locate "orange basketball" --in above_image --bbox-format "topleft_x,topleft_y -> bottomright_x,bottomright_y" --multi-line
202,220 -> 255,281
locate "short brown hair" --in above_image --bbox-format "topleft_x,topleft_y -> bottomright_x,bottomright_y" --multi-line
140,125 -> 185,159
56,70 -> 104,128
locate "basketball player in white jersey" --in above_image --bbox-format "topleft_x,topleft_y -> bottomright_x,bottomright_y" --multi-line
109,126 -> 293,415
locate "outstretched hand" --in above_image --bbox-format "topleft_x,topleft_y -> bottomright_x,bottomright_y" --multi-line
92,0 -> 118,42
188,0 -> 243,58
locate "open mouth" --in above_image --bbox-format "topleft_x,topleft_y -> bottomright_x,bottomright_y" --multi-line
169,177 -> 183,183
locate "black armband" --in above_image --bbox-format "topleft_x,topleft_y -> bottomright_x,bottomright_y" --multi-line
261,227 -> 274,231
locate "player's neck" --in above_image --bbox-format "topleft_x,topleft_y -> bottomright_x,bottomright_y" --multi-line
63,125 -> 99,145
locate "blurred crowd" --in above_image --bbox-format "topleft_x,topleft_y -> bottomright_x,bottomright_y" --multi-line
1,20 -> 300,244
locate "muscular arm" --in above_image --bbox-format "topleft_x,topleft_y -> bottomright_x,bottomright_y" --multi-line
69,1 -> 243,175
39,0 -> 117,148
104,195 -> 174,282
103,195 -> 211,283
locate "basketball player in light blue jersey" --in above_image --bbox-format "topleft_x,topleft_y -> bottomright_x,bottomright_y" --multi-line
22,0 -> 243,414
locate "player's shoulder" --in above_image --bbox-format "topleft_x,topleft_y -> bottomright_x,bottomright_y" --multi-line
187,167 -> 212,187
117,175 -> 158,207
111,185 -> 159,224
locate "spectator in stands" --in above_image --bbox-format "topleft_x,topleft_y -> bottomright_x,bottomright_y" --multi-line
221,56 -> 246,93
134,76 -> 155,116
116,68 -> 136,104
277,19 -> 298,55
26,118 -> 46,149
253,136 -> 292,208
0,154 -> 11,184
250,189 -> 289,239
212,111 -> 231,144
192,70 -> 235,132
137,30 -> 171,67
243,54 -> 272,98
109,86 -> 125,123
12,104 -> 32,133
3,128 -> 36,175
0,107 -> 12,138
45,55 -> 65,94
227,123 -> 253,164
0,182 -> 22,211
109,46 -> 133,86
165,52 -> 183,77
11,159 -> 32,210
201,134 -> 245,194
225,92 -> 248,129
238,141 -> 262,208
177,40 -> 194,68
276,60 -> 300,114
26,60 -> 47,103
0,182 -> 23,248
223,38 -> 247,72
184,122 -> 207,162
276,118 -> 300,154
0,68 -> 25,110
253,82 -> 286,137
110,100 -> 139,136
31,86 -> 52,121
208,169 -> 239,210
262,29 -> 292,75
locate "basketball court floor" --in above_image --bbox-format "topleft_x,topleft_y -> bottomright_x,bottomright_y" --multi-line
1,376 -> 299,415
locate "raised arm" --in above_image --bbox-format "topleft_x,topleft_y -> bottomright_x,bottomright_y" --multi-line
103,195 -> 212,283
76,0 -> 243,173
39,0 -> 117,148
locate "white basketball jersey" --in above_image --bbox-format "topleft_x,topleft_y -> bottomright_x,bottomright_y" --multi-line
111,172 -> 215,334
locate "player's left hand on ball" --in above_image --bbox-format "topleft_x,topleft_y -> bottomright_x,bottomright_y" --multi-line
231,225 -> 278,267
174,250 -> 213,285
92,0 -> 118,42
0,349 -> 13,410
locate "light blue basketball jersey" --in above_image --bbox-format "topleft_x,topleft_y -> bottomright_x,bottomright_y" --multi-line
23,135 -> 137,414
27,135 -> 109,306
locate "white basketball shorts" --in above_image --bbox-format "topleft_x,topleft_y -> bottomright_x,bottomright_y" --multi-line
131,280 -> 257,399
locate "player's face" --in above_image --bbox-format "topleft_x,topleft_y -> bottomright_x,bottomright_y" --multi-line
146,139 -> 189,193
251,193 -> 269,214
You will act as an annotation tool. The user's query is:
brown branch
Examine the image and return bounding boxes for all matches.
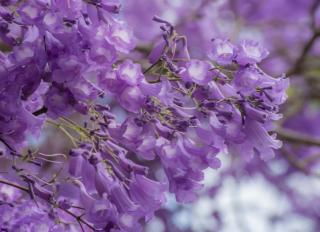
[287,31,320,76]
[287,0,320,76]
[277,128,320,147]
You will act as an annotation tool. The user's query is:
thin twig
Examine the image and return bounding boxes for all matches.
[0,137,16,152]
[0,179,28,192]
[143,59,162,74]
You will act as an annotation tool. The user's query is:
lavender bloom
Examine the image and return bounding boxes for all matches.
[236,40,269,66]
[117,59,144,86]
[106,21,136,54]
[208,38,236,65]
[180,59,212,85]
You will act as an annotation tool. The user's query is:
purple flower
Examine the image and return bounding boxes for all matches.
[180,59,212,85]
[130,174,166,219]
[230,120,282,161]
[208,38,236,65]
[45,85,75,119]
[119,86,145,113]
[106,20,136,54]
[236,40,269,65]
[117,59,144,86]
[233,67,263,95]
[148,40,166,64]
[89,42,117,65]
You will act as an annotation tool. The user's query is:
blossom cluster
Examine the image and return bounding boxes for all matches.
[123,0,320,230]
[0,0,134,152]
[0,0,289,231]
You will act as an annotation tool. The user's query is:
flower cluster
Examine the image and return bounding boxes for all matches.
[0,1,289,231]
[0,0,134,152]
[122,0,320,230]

────────────────────────────────────────

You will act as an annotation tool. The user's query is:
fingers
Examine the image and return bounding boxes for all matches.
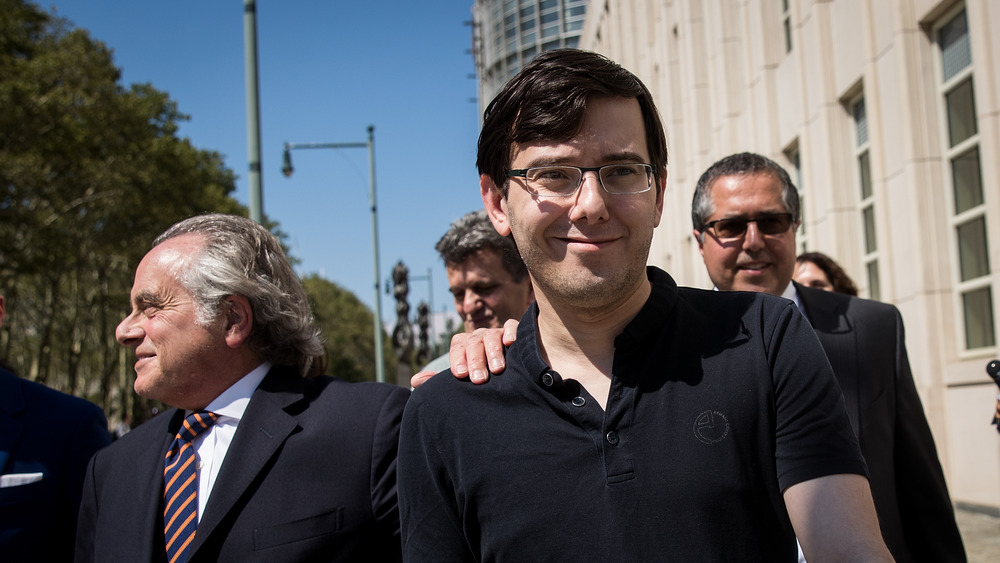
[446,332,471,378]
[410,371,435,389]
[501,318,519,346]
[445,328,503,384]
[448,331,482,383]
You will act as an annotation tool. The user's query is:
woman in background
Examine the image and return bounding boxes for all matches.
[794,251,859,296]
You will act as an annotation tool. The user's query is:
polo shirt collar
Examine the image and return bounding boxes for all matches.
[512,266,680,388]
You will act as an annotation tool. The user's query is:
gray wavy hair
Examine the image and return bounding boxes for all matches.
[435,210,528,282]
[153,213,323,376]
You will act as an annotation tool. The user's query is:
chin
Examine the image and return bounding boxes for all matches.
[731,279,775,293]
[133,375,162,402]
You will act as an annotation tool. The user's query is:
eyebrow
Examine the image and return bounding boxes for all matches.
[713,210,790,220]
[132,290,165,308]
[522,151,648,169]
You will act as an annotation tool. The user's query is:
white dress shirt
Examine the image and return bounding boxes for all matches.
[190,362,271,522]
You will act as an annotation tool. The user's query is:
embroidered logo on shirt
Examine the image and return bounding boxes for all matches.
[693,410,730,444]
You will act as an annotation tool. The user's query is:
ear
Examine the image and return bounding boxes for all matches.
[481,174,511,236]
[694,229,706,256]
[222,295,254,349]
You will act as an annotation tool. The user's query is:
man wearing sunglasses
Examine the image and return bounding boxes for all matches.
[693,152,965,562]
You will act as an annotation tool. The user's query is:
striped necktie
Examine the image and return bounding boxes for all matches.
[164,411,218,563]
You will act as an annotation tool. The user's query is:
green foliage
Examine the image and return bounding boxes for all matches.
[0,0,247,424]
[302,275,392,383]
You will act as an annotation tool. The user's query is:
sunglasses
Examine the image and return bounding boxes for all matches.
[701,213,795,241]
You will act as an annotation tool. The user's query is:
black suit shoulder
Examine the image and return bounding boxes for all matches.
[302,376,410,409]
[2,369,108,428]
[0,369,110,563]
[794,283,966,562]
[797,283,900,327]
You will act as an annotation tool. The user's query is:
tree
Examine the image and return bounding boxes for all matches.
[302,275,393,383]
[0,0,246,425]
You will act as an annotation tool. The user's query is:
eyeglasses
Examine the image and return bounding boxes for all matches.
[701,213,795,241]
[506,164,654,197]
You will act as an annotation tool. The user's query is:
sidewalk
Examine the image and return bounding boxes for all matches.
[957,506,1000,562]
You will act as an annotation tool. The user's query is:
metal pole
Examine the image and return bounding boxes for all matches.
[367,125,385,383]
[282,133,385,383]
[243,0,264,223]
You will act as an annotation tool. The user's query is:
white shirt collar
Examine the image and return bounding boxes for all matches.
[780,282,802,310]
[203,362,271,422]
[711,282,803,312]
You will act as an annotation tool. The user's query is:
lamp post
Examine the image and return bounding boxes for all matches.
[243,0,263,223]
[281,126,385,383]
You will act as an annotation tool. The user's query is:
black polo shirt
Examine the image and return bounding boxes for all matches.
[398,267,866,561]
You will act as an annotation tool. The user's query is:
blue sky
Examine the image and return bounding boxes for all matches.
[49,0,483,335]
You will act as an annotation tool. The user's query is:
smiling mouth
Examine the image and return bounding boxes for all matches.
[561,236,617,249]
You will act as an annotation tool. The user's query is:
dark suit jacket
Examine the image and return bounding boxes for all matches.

────────────────────────────────────────

* What to work on *
List every line above containing the word "shirt".

* Expected output *
polo shirt collar
white dress shirt
embroidered logo on shirt
white shirt collar
black polo shirt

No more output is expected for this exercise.